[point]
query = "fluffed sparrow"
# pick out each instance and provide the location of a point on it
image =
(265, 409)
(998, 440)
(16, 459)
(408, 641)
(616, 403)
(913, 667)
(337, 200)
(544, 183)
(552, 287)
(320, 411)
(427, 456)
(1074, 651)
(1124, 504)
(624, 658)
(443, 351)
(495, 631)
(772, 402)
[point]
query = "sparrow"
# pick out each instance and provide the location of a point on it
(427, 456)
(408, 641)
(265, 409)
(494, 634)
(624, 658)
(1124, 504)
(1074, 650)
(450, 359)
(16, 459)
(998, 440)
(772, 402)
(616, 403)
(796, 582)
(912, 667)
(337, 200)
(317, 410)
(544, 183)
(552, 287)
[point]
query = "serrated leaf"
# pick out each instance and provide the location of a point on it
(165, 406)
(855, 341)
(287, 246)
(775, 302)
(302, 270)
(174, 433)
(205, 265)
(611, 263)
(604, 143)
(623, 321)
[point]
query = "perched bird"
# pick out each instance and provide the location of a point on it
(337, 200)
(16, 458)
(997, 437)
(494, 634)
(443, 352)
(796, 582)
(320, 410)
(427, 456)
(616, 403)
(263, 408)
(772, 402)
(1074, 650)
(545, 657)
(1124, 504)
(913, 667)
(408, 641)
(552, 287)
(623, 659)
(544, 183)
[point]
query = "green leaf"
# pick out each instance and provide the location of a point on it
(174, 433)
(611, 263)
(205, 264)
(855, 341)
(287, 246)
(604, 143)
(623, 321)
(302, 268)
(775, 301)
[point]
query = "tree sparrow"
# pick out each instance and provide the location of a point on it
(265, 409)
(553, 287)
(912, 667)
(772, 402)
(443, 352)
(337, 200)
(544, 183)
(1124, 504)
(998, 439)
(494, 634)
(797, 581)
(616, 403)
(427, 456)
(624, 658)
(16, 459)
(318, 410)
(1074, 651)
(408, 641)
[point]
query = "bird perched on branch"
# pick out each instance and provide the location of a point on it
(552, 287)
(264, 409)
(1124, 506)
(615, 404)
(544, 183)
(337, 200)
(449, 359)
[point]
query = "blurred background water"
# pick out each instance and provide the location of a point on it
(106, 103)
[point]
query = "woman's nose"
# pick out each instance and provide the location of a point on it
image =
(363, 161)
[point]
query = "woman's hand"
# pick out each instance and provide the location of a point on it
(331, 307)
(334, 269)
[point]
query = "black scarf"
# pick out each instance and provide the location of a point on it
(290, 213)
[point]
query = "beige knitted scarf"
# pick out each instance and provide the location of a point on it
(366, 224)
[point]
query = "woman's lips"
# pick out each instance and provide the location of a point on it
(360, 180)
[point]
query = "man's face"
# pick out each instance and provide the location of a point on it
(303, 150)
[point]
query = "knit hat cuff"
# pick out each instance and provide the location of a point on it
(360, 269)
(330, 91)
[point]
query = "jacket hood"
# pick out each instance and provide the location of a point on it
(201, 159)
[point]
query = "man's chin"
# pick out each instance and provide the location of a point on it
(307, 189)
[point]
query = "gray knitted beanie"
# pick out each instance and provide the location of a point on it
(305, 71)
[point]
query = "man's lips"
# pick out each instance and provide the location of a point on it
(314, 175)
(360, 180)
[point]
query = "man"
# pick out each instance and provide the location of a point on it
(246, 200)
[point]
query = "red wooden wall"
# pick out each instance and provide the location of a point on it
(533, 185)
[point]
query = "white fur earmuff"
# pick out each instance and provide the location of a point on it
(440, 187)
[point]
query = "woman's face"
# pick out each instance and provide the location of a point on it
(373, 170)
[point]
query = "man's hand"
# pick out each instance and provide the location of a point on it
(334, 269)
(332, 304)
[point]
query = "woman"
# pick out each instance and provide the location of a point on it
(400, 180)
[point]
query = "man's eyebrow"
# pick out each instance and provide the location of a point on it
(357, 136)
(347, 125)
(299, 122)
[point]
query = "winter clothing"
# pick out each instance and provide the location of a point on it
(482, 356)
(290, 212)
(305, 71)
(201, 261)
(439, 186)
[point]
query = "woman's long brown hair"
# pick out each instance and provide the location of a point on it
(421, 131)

===

--- EXERCISE OBJECTIVE ---
Every line above should be retyped exactly as given.

--- TASK RESULT ---
[point]
query = "fluffed sparrow"
# pick out each instance and provide the location of a point on it
image =
(265, 409)
(998, 440)
(16, 459)
(408, 641)
(616, 403)
(913, 667)
(337, 200)
(544, 183)
(552, 287)
(320, 411)
(427, 456)
(1074, 651)
(1124, 504)
(624, 658)
(443, 351)
(495, 631)
(772, 402)
[point]
query = "sparrow"
# pick out each instance and provide the location of a point on it
(427, 456)
(408, 641)
(265, 409)
(494, 634)
(624, 658)
(1124, 504)
(1074, 650)
(450, 359)
(16, 459)
(998, 440)
(772, 402)
(616, 403)
(796, 582)
(912, 667)
(337, 200)
(317, 410)
(544, 183)
(552, 287)
[point]
query = "serrated leaf"
# pick out each instance and provide the location of a point on it
(165, 406)
(855, 341)
(287, 246)
(775, 302)
(302, 270)
(174, 433)
(205, 265)
(611, 263)
(604, 143)
(623, 321)
[point]
query = "perched bird"
# pick out each instance and provide the location of a point on it
(337, 200)
(16, 458)
(997, 437)
(494, 634)
(443, 352)
(796, 582)
(320, 410)
(427, 456)
(616, 403)
(263, 408)
(772, 402)
(1074, 650)
(545, 657)
(1124, 504)
(913, 667)
(408, 641)
(552, 287)
(623, 659)
(544, 183)
[point]
query = "green leaf"
# pick out each instance and provide the location of a point on it
(174, 433)
(611, 263)
(205, 264)
(855, 341)
(287, 246)
(604, 143)
(623, 321)
(302, 268)
(775, 301)
[point]
query = "tree sparrow"
# pick out each instance and provide the location of a point on it
(265, 409)
(553, 287)
(912, 667)
(772, 402)
(443, 352)
(337, 200)
(544, 183)
(1124, 504)
(998, 439)
(494, 634)
(797, 581)
(616, 403)
(427, 456)
(624, 658)
(16, 459)
(318, 410)
(1074, 651)
(408, 641)
[point]
query = "bird perched on branch"
# pick out each instance and provide the location of a point on it
(552, 287)
(264, 409)
(1124, 506)
(615, 404)
(544, 183)
(337, 200)
(449, 359)
[point]
query = "blurred background water"
# pick out each instance and provide the location of a point on it
(106, 103)
[point]
query = "woman's nose"
# pick out each instance and provide the location of a point on it
image =
(363, 161)
[point]
query = "woman's hand"
# pick out each instance and provide the location of a point on it
(331, 307)
(334, 269)
[point]
query = "black scarf"
# pick out each instance and provide the location of a point on it
(290, 213)
[point]
query = "beige knitted scarf"
# pick out each instance and provide the location of a point on it
(366, 224)
[point]
query = "woman's lips"
# pick out each instance and provide the location of a point on it
(360, 180)
[point]
query = "man's face"
# pick out each instance and provide the location of a point on it
(303, 150)
[point]
query = "knit hat cuff"
# pick out each instance and provide the location of a point on it
(360, 269)
(330, 91)
[point]
query = "jacket hood"
# pick out each instance and provide the location of a point on it
(201, 159)
[point]
query = "man's chin"
# pick out each instance and provide the location of a point on it
(307, 189)
[point]
query = "gray knitted beanie"
# pick out each instance and provide the location of a point on it
(305, 71)
[point]
query = "man's lips"
# pick out each instance and provide the location of a point on it
(314, 175)
(360, 180)
[point]
query = "man"
# pick out each instance and provide the location of a point on it
(246, 200)
[point]
query = "red wooden wall"
# pick out each instance and provide the location of a point on it
(533, 185)
[point]
query = "white fur earmuff"
# pick out each instance and provide the location of a point on it
(440, 187)
[point]
query = "woman's face"
# pick out each instance and provide the location of a point on it
(373, 170)
[point]
query = "man's hand"
# pick out each instance and provide the location of a point on it
(334, 269)
(332, 304)
[point]
query = "woman"
# pick out each instance and provide the location of a point on it
(400, 180)
[point]
query = "man's eyebrow"
# pick out each instance and provide the location of a point on it
(357, 136)
(347, 125)
(299, 122)
[point]
query = "winter clothing"
# pick out each instance and provide the location of a point on it
(482, 356)
(290, 212)
(305, 71)
(201, 261)
(439, 186)
[point]
query = "woman's long brown hair"
# pick out each instance and provide the location of a point on it
(421, 131)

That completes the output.